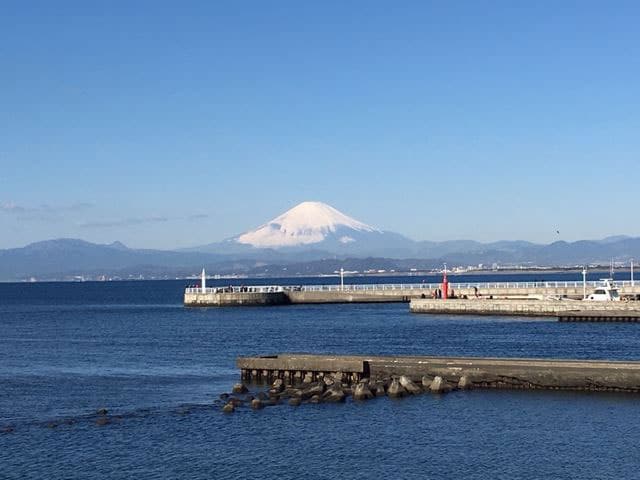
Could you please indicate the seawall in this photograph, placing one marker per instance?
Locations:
(532, 307)
(515, 373)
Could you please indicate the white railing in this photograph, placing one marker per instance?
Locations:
(235, 289)
(483, 286)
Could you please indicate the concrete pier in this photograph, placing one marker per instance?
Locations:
(379, 293)
(600, 316)
(228, 299)
(509, 373)
(552, 308)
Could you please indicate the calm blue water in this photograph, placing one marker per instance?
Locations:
(69, 349)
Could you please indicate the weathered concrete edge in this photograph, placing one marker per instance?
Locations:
(518, 373)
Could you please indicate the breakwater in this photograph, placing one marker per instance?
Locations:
(300, 378)
(454, 372)
(306, 294)
(531, 307)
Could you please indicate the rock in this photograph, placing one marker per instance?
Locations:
(273, 393)
(272, 402)
(362, 392)
(464, 383)
(239, 388)
(409, 386)
(379, 389)
(292, 393)
(396, 390)
(328, 381)
(439, 385)
(317, 389)
(102, 421)
(333, 394)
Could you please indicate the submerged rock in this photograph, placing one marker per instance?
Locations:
(239, 388)
(379, 389)
(333, 395)
(317, 389)
(439, 385)
(464, 383)
(409, 386)
(396, 390)
(362, 392)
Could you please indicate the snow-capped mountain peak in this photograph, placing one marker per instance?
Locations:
(306, 223)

WHAT IS NEEDED: Print every entry exactly. Pictures are not part of the copy.

TASK SOLUTION:
Could you please indicate the seawall in this photograph, placing one marker per instance?
Locations:
(532, 307)
(515, 373)
Could you please indicate the white railing in this photograph, placing one marker per instance?
Locations:
(235, 289)
(483, 286)
Could you please indicate the concrete pier in this photograph, placing one marker per instance?
Locations:
(379, 293)
(600, 316)
(228, 299)
(509, 373)
(552, 308)
Could you please indicate the calm blue water in this photograph, placing one marker per instance?
Locations:
(69, 349)
Could you please indicate the weathered concrete edge in this photograph, placing one marker per instance?
Locations:
(518, 373)
Could you please indicate the breakwater in this photograph, placing one marker per instance?
Locations:
(300, 378)
(454, 372)
(306, 294)
(531, 307)
Could you please indicate the rock in this photograph, placing one marker per instance?
Locations:
(273, 393)
(272, 402)
(362, 392)
(464, 383)
(239, 388)
(409, 386)
(379, 389)
(292, 393)
(396, 390)
(328, 381)
(439, 385)
(317, 389)
(102, 421)
(333, 394)
Could you please indicate the submerged rock in this photograph, placing one marker per instance?
Locations:
(239, 388)
(379, 389)
(333, 395)
(317, 389)
(439, 385)
(464, 383)
(409, 386)
(396, 390)
(362, 392)
Could you please indicate the snow-capped mountain peak in this photograph, placing one marker per instance?
Locations:
(306, 223)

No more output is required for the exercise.